Task instructions
Lay out the listing from the line containing "Objective — one point per instance of the woman's" up to and including the line containing "Objective — one point per instance of the grey" as a numbered list, leaving out any blank lines.

Information given
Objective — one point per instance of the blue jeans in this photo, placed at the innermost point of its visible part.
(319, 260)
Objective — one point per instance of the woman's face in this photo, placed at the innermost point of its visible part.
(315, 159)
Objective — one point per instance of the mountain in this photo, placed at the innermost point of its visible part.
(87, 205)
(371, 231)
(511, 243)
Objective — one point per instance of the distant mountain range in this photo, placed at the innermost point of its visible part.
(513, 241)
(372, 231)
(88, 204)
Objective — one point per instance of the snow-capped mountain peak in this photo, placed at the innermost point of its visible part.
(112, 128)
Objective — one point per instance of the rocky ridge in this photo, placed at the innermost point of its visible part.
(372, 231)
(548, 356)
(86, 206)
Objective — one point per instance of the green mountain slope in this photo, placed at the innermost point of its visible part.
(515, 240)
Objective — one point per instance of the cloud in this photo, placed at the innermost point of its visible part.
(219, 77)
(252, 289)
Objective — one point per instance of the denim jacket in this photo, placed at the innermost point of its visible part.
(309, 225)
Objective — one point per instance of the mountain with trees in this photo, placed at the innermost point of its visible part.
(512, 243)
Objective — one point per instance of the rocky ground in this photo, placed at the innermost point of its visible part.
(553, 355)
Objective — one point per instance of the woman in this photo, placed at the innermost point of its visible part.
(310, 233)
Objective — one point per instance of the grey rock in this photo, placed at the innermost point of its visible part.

---

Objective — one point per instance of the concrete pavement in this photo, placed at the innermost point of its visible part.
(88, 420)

...

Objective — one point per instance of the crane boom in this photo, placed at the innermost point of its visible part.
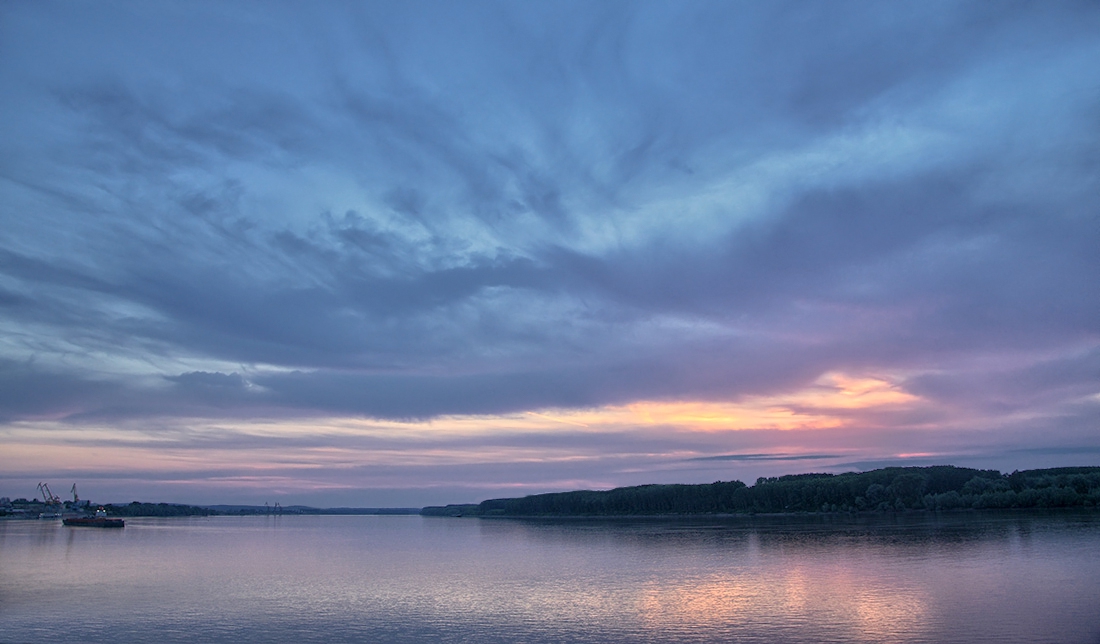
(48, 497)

Result for this exercise
1. Objective — one point per instance of the woman's face in this photo, placed at the innermost point of its visible part.
2. (315, 159)
3. Objective — one point per instance of the mountain in this photo, placed at the innermost point of its visible part.
4. (87, 205)
5. (371, 231)
6. (511, 243)
7. Objective — one point per instance of the distant mountain range in this photo, placed at the innermost point of its visible part.
8. (513, 241)
9. (372, 231)
10. (88, 204)
11. Objective — one point per instance of the snow-capped mountain peak in this photo, placed at the innermost point of its visible part.
12. (112, 128)
13. Objective — one point per instance of the rocky ridge in this photo, placed at the innermost point of its visible part.
14. (372, 231)
15. (548, 356)
16. (86, 206)
17. Objective — one point per instance of the green mountain slope in this photo, placed at the innermost point of its visible part.
18. (515, 240)
19. Objective — one point per instance of the cloud in this photo, placed at the innermost point of its visible part.
20. (219, 77)
21. (252, 289)
22. Objective — one point per instance of the denim jacket in this photo, placed at the innermost point of its visible part.
23. (309, 225)
24. Objective — one point per instance of the mountain with trees in this photo, placed at the innermost point of its visible part.
25. (512, 243)
26. Objective — one point per instance of the rocky ground in this photo, placed at the innermost point of its visible part.
27. (553, 355)
28. Objective — one point per instance of the woman in this photo, placed at the innermost point of its visible part.
29. (310, 233)
30. Objective — one point per instance of the grey rock in this photo, placed at the innermost point of its visible part.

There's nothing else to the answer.